_Written exercise:_
Determine how many lines in the entries below contain the word "assistance". Reply with that number alone.

* Begin Records provided *

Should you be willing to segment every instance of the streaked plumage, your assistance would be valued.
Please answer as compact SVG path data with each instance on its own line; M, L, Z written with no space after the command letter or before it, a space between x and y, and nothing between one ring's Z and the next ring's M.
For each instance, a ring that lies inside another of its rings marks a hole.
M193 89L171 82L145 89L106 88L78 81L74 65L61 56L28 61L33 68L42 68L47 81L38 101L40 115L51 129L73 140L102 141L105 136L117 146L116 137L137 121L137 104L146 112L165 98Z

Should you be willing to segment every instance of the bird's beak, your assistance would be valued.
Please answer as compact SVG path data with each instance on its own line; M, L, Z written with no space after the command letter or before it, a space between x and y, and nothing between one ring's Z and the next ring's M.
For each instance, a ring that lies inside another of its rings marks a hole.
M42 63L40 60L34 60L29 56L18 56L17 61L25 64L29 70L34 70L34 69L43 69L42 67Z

* End Records provided *
* Begin Records provided *

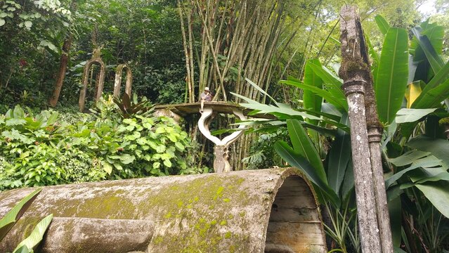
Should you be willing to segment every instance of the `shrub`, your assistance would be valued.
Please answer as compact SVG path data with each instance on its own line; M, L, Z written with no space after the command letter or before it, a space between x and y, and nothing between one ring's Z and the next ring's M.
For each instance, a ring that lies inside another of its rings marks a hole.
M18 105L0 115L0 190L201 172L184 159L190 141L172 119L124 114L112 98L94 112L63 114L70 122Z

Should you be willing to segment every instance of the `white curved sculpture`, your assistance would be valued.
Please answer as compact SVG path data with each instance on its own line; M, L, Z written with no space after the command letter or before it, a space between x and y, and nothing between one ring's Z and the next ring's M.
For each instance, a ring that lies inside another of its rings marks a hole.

* End Records provided *
* Begin Records provided *

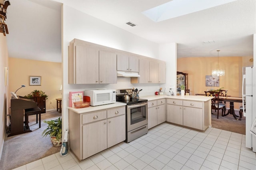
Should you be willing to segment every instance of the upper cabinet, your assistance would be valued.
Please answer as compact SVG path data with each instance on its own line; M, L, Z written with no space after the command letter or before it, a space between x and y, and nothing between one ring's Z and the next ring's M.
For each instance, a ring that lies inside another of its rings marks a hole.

* End Records provided *

_Worked solution:_
5